Could you write the next part of the article on the 2010 Sainthia train collision, picking up after its last sentence?

** Page extract **

====

Details
- Date: 19 July 2010 02:00 (IST, UTC+05:30)
- Location: Sainthia Junction railway station, Sainthia, Birbhum, West Bengal
- Country: India
- Operator: Indian Railways
- Incident type: Rear-end collision

Statistics
- Trains: 2 * Uttar Banga Express * Vananchal Express
- Vehicles: 2 diesel locomotives WDM-2 and WDG-3A
- Deaths: 66
- Injured: 165

= Sainthia train collision =

2010 rail disaster in India

The Sainthia train collision occurred on 19 July 2010, at the Sainthia Junction railway station in Sainthia, India, when the Uttar Banga Express collided with the Vananchal Express as the latter was leaving the platform. 66 people died as a result of the accident, and 165 were reported injured.

==Collision==
The collision occurred 191 km from Kolkata at 02:00 am (IST) when the Uttar Banga Express, travelling from New Cooch Behar to Sealdah, hit the Bhagalpur – Ranchi Vananchal Express which was just leaving Sainthia railway station. The impact destroyed the 3 rear compartments of the Vananchal Express.

The injured were sent to hospitals in Sainthia and Suri. The Home Minister stressed the need for a much faster response to such accidents.

==Investigation==
Railway officials initially described how there may have been something wrong with the drivers of the Uttar Banga Express, detailing how the train had passed through a red signal at high speed, with no evidence of a brake application and with no apparent attempt by the driver or co-driver to jump clear of the train cab before the collision. Both were found dead in the wreckage, still in their seats. The possibility of the two drivers of Uttar Banga Express being drugged had triggered alarm in the railways. However, the post mortem of the drivers at the Suri hospital did not show any evidence of drugs. As a precaution, drivers and guards have been asked not to buy any food or drink at stations.

====

** Data section **
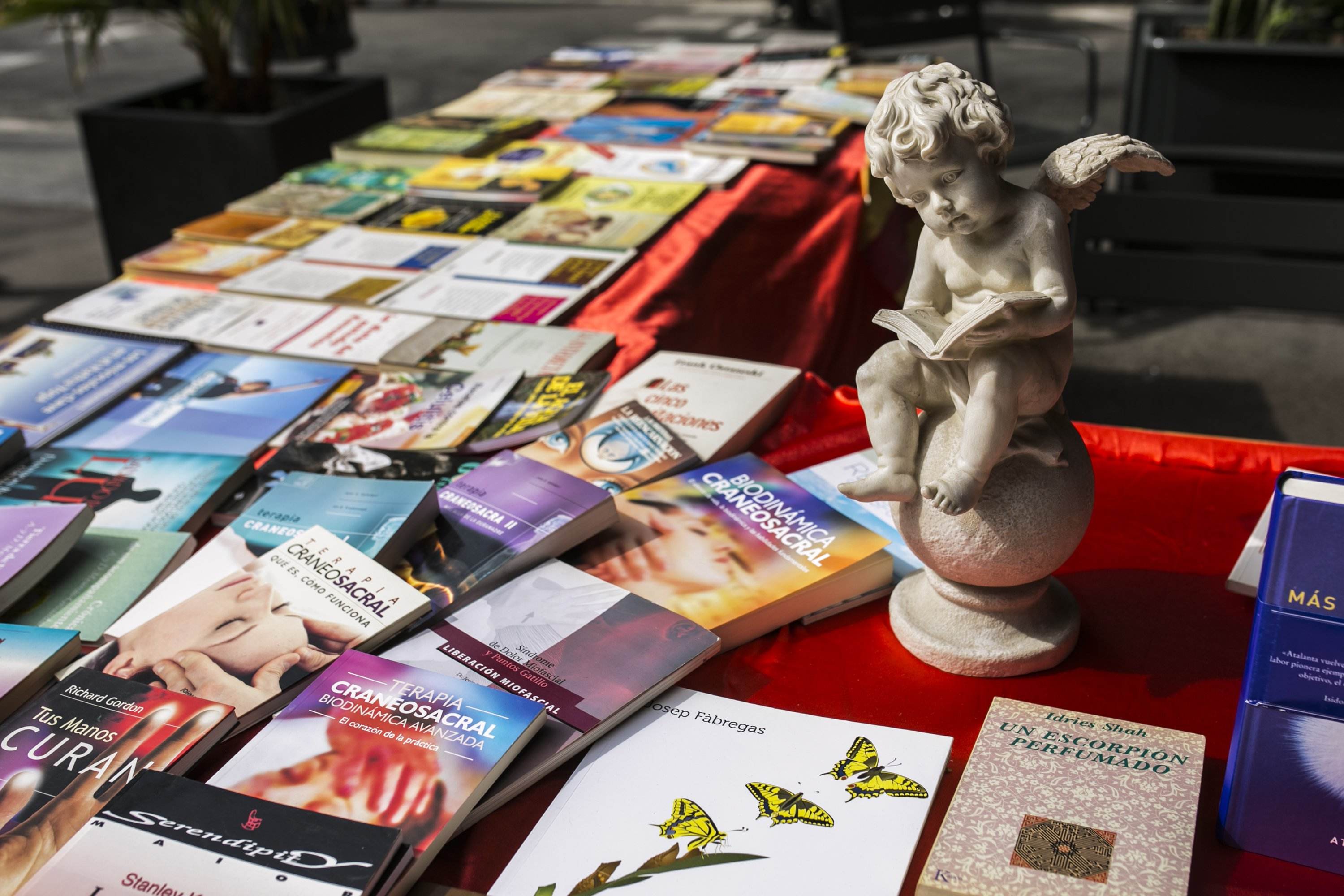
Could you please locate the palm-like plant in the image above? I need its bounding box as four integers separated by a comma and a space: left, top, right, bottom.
0, 0, 328, 112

====

** Answer to this task **
Sainthia railway station was a scheduled stop for the express, but the train is believed to have passed over a bridge 1.2 km before the accident at three times the line speed. The crew had taken charge of the train at Malda Town 5 hours before the accident, and had appeared fit and well to station staff during a previous unscheduled stop at Gadadharpur, 7 km ahead of the accident site.
The signalman in-charge at the station claimed to have heard the station master trying to alert the driver of the Uttar Banga Express via walkie-talkie, but got no response.

The enquiry has found no fault with the train's brakes although, the guard, when questioned said that he had applied the emergency brake after the driver did not respond to him on the walkie-talkie, but the brake failed. Also there was no signal failure, the approach signal was red. Probable causal factors found are the drugging of the drivers and not setting a diversion route when the Vananchal Express was standing at the platform. It was too late to operate points and divert the train when the Uttar Banga Express was seen.

The driver of the Vananchal Express, said that "even though the green signal was given at 1:54 a.m., we could start the train only at 2:01 a.m. because we had not received any signal from the guard".

==Compensation==
Railway Minister Mamata Banerjee has announced compensation of a total of ₹500,000 for the dead, ₹100,000 for the seriously injured, and ₹25,000 for minor injuries.